**Exercise:**
Put the rows below, from the line containing "the form <point>417,323</point>." through the line containing "<point>233,152</point>" (both ends included), into a two-column CSV with the columns "text" and "answer", one line for each row, with each value in a single quoted field and line breaks replaced by spaces. Omit the pictures.

**Material for this task:**

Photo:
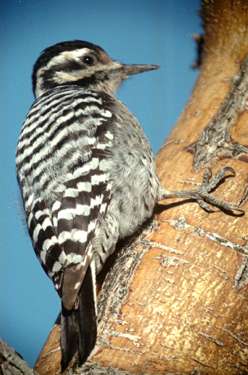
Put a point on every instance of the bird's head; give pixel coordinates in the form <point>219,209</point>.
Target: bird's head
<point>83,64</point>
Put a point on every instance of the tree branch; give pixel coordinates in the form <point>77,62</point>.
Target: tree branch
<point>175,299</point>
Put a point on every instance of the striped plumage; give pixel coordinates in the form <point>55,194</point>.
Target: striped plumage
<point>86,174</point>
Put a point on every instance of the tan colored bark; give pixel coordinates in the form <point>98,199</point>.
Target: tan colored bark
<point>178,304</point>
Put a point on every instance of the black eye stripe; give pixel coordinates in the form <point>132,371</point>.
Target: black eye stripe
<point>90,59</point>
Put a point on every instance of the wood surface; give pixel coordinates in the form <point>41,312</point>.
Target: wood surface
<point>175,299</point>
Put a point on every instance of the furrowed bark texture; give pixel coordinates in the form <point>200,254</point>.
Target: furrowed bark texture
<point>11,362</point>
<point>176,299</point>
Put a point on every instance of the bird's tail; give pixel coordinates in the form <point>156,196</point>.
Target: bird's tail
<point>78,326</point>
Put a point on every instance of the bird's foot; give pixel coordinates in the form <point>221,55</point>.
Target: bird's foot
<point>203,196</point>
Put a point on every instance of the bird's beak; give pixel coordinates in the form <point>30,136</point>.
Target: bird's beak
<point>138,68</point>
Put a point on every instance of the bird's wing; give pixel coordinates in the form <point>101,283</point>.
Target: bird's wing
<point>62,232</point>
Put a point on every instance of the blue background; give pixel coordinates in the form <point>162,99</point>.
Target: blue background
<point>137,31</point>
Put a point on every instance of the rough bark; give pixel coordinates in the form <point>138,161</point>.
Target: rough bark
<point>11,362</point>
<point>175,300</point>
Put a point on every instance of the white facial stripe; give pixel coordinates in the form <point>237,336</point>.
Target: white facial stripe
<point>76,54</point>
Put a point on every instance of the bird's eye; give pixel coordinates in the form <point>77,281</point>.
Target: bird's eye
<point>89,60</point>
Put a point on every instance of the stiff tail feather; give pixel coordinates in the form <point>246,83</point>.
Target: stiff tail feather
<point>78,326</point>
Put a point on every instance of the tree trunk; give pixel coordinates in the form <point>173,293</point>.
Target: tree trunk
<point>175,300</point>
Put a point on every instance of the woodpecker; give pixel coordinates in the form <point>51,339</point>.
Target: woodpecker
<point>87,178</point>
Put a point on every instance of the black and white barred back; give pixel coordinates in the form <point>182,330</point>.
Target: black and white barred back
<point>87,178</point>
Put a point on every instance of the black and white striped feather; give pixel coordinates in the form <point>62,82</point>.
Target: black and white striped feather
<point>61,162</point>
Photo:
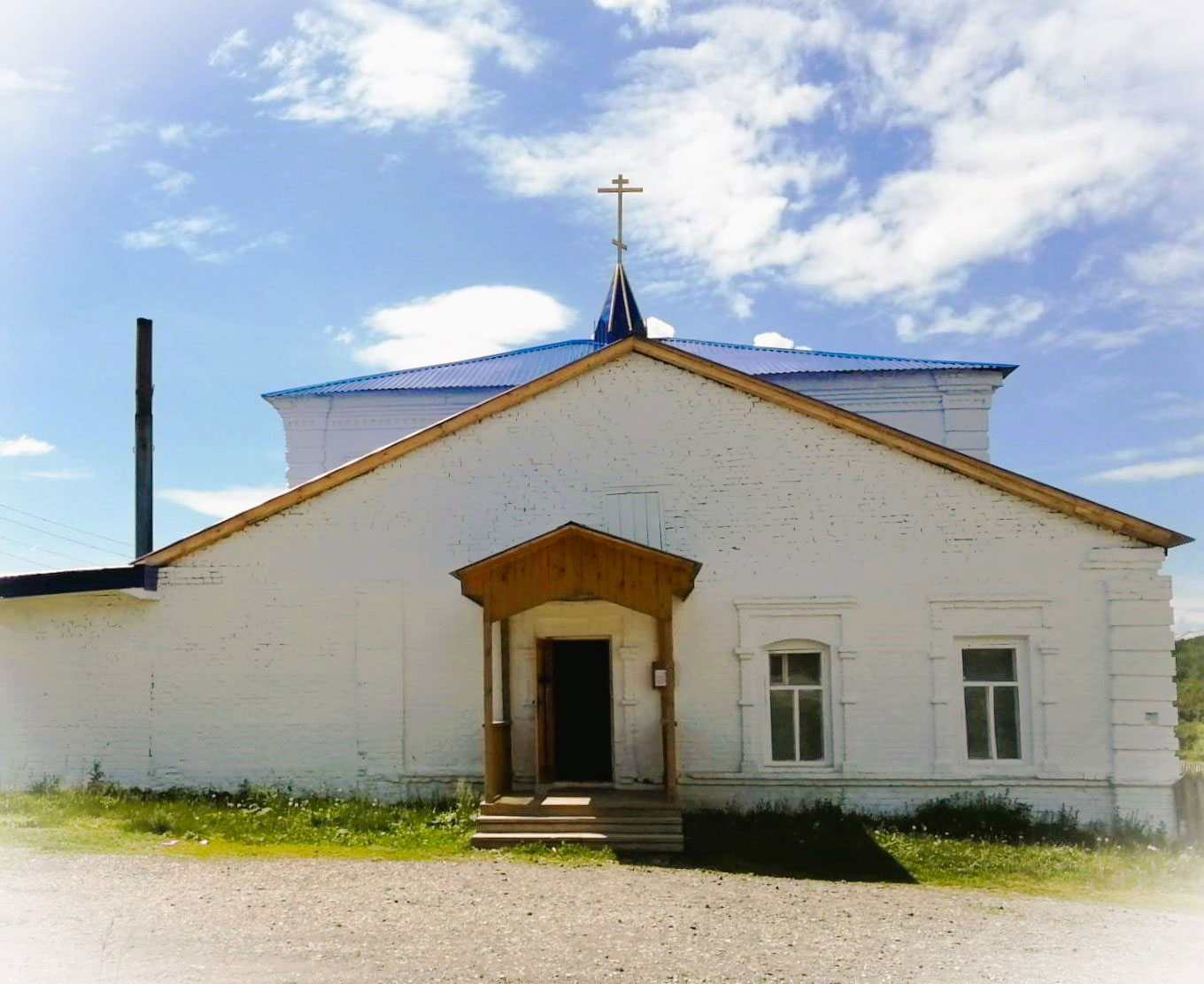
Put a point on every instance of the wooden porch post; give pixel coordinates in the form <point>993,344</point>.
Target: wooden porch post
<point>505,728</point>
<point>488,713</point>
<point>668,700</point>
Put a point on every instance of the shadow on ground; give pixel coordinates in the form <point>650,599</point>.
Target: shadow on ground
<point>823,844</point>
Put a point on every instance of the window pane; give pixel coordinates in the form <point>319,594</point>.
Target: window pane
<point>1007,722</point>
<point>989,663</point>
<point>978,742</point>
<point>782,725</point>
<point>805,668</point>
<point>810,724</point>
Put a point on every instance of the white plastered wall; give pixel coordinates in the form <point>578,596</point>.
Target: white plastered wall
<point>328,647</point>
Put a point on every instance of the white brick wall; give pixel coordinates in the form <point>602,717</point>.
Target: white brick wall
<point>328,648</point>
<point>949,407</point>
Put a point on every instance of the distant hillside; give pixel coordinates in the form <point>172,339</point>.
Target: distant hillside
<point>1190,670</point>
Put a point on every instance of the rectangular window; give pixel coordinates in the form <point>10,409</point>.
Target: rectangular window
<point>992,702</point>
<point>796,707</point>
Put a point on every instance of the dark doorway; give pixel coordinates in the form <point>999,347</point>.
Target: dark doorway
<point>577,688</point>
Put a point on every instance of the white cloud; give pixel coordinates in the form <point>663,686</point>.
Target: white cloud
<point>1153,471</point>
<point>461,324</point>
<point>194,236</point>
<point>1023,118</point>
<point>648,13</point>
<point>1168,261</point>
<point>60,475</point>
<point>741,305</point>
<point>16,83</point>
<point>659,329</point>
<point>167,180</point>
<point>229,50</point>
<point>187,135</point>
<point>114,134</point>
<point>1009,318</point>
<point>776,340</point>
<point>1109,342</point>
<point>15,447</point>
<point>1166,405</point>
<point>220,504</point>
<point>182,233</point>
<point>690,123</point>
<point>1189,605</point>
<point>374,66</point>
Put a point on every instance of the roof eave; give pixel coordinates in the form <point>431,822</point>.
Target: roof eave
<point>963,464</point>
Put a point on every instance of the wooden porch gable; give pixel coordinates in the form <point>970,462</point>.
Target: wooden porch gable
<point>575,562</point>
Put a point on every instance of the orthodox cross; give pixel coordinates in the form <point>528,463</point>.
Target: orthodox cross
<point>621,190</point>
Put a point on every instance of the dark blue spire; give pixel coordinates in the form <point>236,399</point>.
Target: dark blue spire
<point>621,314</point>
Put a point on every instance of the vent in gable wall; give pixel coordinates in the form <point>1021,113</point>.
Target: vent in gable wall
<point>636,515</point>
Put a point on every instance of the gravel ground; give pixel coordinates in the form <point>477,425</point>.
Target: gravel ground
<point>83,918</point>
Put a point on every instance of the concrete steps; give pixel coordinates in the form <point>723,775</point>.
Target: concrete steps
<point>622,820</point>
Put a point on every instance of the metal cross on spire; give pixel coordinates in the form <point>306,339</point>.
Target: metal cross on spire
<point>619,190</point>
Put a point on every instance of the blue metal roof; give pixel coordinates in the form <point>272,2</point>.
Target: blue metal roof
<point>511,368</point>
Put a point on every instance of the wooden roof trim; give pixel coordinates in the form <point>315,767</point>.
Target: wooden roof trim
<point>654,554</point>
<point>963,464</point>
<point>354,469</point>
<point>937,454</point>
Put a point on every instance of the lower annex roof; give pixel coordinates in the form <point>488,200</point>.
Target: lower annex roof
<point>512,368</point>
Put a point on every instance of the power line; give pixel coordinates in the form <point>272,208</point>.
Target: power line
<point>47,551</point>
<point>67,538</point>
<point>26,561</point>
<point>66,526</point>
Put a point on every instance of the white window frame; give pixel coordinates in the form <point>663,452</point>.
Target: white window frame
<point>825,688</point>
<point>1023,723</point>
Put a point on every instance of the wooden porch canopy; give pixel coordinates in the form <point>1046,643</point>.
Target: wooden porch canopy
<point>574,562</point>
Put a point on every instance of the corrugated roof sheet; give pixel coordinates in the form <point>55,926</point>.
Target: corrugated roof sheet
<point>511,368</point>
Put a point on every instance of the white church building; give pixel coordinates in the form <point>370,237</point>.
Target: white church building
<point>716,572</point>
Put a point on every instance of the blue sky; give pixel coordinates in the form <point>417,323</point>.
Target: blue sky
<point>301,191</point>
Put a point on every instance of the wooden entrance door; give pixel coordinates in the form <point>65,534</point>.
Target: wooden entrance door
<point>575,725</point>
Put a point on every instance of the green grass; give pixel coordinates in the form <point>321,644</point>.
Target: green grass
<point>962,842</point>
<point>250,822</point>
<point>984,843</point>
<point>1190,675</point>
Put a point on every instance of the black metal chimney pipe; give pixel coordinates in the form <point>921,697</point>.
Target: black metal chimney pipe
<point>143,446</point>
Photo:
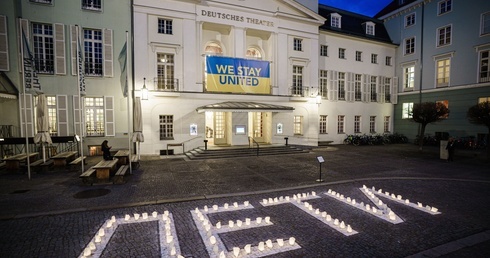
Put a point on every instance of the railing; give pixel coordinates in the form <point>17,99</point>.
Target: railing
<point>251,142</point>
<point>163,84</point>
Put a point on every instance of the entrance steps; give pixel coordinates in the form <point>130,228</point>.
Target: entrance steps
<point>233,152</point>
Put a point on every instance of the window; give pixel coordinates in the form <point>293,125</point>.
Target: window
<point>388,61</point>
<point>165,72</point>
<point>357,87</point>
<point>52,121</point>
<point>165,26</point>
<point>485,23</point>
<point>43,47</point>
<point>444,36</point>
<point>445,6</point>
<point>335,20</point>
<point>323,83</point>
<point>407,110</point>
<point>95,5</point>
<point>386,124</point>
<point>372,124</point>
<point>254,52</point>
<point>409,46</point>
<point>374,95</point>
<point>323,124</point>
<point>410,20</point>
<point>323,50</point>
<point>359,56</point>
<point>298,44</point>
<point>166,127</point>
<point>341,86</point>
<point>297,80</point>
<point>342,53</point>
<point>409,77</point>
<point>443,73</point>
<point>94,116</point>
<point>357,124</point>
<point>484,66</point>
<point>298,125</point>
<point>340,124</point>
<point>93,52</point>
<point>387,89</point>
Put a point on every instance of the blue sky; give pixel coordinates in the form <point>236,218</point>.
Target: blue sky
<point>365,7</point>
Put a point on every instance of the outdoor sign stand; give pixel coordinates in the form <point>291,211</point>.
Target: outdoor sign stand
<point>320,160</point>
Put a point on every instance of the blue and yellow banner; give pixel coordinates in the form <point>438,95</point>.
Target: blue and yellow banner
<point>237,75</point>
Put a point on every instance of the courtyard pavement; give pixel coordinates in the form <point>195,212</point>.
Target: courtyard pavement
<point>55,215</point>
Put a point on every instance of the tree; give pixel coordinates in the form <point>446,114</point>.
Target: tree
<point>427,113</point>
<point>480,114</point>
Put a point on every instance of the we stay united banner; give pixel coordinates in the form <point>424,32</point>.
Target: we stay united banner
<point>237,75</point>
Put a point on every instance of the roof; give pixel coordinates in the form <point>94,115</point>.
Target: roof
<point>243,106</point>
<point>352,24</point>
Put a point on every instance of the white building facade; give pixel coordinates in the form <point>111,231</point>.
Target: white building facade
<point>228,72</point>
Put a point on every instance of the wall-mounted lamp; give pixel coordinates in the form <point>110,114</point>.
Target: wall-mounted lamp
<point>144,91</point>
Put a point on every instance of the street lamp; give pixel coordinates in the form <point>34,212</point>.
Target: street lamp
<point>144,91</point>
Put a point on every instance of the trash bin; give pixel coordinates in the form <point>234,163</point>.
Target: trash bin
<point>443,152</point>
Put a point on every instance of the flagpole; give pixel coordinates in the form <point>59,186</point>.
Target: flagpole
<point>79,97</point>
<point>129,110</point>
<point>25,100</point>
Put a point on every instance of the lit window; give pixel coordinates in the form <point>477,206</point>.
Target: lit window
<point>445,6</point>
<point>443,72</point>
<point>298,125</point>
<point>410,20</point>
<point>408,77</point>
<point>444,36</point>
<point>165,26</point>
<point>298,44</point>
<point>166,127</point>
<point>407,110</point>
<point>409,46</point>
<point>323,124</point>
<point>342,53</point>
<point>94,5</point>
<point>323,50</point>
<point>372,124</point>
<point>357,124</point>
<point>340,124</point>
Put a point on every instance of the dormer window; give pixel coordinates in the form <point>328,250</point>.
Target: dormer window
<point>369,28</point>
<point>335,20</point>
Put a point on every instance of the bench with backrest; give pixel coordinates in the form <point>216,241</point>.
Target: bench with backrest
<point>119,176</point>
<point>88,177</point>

**Full answer:**
text,answer
"Put a point on every instance of the blue sky; give pixel coordinates in the form <point>417,323</point>. Target: blue sky","<point>301,191</point>"
"Put a point on every instance of the wooden entrance door; give pixel coordinates in the form <point>65,534</point>. Target: wooden entrance door","<point>575,725</point>"
"Put a point on every instance of the green grass; give pixel coordinates in the form <point>321,644</point>. Target: green grass","<point>962,842</point> <point>250,822</point> <point>984,843</point> <point>1190,675</point>"
"Put a point on every instance of the black metal chimney pipe; give pixel coordinates in the form <point>921,697</point>. Target: black metal chimney pipe","<point>143,446</point>"
"Photo: Put a point on every instance of the railing; give pixel coordinates in the form <point>17,99</point>. Target: railing","<point>251,142</point> <point>163,84</point>"
"Put a point on every instance of the entrance steps; give pixel coordinates in the form <point>130,228</point>. Target: entrance steps","<point>233,152</point>"